◆ **THE TASK**
Extract exactly and only the lines of the data below, starting at the line with "If you would be willing to tag the seated" and stopping after the final line.

··· RECORD EXCERPTS

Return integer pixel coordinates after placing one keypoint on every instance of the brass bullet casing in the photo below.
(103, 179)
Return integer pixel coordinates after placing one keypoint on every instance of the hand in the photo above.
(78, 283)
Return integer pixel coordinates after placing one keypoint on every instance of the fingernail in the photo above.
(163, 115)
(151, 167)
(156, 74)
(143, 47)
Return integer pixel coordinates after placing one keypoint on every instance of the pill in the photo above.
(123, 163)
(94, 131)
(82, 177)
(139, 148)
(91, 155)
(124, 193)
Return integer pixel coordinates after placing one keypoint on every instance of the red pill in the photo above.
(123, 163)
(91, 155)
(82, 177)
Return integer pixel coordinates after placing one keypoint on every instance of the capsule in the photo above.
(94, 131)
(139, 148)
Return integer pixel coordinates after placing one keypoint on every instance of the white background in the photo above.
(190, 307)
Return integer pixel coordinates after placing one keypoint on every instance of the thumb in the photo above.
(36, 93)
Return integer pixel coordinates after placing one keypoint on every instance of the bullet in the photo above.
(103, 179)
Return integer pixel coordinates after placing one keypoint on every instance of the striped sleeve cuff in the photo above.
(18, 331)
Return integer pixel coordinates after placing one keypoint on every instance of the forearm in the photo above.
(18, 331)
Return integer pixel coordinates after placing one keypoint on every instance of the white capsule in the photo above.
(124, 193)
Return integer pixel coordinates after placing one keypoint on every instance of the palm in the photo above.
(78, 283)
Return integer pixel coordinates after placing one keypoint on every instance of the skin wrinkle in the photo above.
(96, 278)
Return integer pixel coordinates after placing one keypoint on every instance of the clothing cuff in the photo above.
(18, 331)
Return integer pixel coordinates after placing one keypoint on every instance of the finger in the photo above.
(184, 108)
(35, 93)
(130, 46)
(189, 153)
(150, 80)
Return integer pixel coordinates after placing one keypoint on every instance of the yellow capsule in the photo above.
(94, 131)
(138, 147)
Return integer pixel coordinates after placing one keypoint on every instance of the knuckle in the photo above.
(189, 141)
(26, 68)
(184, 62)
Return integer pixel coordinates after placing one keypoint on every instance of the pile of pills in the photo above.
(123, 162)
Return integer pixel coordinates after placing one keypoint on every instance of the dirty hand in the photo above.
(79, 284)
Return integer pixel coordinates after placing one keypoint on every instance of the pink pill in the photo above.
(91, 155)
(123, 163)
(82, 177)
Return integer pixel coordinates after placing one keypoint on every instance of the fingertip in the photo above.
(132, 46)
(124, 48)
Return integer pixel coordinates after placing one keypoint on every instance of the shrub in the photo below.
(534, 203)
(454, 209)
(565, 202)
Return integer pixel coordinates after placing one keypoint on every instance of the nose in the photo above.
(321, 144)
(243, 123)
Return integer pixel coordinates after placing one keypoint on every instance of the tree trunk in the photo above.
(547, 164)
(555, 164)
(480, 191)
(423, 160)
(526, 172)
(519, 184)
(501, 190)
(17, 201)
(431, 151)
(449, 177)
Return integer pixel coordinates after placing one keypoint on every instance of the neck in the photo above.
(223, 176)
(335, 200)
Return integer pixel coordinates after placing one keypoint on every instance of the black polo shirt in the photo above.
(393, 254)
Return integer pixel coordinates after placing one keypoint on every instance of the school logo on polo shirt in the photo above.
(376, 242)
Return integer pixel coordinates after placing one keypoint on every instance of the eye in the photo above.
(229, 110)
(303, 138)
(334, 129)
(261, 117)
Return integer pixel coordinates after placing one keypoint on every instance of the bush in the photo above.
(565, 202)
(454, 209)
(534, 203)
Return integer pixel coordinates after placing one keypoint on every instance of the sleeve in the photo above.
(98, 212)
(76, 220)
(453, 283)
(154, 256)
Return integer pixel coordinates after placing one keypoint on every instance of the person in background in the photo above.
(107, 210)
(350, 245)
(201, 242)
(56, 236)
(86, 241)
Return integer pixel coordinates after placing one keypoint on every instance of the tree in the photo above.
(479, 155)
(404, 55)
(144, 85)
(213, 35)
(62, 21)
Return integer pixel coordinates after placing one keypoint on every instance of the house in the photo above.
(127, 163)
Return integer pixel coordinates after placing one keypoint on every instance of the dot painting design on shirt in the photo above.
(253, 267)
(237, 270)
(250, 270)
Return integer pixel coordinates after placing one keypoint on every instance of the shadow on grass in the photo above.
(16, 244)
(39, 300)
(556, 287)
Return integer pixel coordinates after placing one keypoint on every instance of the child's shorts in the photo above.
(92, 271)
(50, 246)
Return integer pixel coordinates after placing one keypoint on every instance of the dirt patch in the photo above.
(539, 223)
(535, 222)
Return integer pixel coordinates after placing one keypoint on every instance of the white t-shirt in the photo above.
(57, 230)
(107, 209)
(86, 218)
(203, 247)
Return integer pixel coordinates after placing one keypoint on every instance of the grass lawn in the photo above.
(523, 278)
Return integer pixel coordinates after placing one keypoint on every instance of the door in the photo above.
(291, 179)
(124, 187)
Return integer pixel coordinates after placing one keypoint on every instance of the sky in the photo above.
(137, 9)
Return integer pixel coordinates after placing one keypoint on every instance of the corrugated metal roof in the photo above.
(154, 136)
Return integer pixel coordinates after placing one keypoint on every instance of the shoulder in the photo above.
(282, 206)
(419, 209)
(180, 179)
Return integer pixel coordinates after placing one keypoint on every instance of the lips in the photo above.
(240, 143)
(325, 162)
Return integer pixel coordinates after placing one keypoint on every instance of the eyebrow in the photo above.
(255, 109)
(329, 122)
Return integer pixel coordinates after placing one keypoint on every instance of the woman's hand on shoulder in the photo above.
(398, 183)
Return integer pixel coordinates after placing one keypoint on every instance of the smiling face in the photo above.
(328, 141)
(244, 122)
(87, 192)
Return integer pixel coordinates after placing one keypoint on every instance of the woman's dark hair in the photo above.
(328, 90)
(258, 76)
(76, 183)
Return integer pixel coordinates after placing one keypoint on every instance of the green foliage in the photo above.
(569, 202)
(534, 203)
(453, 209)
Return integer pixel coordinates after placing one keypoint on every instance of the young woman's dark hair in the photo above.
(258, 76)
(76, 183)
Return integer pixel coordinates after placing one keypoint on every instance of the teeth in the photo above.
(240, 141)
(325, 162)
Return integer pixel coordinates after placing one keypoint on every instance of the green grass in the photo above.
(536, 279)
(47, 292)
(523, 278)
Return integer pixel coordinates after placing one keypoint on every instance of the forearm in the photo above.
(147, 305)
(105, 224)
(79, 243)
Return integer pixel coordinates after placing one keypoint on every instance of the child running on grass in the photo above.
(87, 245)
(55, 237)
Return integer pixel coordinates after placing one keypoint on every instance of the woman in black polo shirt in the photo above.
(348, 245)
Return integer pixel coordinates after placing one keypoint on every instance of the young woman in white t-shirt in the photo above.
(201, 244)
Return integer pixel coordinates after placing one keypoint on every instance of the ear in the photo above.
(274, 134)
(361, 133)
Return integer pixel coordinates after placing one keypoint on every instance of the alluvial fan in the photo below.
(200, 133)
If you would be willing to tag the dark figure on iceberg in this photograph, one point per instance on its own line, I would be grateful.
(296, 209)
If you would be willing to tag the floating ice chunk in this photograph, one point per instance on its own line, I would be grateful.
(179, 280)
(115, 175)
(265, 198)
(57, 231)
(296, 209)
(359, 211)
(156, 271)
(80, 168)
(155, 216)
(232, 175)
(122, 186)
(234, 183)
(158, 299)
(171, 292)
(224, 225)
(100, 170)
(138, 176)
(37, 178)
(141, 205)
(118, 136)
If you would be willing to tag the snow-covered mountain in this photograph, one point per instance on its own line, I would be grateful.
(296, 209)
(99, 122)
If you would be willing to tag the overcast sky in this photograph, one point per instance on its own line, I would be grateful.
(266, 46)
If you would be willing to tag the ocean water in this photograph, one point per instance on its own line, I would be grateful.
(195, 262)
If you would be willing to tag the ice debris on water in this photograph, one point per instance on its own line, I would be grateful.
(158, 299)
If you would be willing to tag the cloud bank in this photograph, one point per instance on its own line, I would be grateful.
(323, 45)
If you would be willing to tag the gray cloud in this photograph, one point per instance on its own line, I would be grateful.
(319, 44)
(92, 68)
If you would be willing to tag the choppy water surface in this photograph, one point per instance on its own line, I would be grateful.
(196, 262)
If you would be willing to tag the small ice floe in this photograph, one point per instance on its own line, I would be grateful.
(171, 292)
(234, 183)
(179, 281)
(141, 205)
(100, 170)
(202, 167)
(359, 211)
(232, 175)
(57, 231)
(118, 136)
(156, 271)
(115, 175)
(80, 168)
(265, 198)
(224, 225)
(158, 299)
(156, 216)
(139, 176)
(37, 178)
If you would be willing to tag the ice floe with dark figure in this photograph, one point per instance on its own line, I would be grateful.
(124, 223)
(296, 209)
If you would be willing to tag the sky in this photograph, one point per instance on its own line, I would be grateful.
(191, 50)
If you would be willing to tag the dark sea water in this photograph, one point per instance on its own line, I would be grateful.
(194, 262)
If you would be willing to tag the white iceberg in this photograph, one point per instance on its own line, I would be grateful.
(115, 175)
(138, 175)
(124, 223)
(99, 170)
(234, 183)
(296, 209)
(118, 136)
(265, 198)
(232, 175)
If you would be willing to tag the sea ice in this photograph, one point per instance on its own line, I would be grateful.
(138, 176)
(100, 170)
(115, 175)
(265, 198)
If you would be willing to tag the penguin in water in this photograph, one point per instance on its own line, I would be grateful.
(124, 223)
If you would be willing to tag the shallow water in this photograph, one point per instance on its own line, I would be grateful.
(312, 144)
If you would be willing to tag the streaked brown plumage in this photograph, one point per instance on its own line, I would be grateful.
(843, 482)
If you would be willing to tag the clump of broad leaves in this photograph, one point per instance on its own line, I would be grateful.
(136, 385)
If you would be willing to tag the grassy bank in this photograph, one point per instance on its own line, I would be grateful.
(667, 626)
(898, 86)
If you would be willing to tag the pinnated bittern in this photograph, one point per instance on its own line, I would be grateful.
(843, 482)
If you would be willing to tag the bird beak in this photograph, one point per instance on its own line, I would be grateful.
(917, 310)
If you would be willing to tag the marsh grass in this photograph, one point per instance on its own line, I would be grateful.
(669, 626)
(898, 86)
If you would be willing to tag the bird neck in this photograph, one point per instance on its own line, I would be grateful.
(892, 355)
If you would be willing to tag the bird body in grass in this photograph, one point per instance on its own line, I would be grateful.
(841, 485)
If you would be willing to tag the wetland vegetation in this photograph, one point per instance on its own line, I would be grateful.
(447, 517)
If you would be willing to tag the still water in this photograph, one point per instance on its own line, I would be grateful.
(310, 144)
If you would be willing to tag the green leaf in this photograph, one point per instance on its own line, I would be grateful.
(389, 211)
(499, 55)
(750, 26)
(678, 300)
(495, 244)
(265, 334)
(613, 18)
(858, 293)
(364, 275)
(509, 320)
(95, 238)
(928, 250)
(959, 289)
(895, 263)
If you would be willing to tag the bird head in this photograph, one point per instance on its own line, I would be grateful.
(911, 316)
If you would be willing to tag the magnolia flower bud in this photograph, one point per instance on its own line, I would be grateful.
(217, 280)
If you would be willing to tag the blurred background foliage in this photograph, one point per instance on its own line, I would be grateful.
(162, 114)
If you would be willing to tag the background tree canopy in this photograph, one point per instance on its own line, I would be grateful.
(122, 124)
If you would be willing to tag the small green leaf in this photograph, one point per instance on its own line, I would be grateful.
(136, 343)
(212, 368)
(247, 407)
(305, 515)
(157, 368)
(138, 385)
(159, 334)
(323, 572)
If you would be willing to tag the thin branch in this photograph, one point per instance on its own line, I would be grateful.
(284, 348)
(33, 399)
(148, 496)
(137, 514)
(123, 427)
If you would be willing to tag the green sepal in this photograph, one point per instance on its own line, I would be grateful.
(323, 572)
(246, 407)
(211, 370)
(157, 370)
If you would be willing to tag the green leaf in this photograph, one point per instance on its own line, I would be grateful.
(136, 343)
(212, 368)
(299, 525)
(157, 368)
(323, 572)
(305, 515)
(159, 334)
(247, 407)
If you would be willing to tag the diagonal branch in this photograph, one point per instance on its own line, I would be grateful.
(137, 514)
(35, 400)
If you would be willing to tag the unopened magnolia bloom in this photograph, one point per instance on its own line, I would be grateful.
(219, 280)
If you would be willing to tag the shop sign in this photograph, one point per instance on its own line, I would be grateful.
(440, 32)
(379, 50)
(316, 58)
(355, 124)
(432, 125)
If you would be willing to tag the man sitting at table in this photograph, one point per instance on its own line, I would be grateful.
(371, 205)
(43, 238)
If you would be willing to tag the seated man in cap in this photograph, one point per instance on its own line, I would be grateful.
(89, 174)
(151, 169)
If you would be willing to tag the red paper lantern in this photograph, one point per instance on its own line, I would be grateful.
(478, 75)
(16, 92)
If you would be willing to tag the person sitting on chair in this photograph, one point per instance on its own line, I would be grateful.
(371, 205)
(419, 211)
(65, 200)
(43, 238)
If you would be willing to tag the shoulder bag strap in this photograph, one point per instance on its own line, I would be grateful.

······

◆ **COMPLETE RESPONSE**
If you would be willing to tag the seated man in cap in this photograph, one point per instance on its own line, I would be grateful.
(89, 174)
(151, 169)
If you would be willing to tag the red paper lantern in this photograph, one point per instance on its own line, I would be grateful.
(478, 75)
(16, 92)
If you would be willing to tag the person sitting on chair in this photograph, one point per instance on its own line, I would be grateful.
(371, 205)
(419, 211)
(65, 200)
(43, 238)
If you would be willing to tag the shoulder bag strap in this photograph, one point per instance on its own line, I would be grateful.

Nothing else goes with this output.